### Data entries

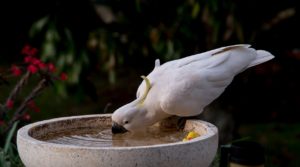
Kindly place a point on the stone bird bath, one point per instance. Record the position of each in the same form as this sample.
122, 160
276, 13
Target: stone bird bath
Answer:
34, 152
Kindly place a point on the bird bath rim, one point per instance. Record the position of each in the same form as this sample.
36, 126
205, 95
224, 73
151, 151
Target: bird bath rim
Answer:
24, 133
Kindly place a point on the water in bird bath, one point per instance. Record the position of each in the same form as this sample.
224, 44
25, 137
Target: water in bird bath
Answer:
102, 137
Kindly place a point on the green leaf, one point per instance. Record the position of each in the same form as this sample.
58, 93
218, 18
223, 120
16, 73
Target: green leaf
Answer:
9, 137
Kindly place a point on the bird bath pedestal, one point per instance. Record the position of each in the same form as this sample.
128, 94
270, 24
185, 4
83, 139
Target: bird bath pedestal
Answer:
198, 152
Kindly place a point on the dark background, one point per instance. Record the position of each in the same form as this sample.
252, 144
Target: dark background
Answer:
263, 102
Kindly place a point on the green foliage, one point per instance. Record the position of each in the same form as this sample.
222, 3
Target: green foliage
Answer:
8, 155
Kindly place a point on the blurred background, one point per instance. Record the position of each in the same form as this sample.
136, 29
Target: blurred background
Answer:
105, 45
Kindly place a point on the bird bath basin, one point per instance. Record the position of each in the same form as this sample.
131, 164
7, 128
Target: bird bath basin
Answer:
36, 150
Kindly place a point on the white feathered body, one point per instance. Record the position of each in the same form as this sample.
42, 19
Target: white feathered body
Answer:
185, 86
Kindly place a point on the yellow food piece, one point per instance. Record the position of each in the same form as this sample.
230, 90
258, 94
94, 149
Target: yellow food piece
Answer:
191, 135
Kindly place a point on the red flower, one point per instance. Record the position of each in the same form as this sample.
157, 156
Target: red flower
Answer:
63, 76
2, 122
42, 65
31, 105
10, 104
33, 69
16, 71
28, 59
51, 67
35, 61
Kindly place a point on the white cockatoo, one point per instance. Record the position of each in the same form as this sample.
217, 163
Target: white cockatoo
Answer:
185, 86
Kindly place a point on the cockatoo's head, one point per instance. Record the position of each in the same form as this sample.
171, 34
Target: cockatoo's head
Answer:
132, 116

### What the exercise asks
Repeat word for word the lines of the data above, starting with the line that contains "Kindly place a point on the cockatoo's" and continuing through the end of the data.

### Output
Kindly place a point on the cockatoo's head, one point per instance. Record the position of each in the same form as this sample.
171, 34
Target: cockatoo's head
Answer:
132, 116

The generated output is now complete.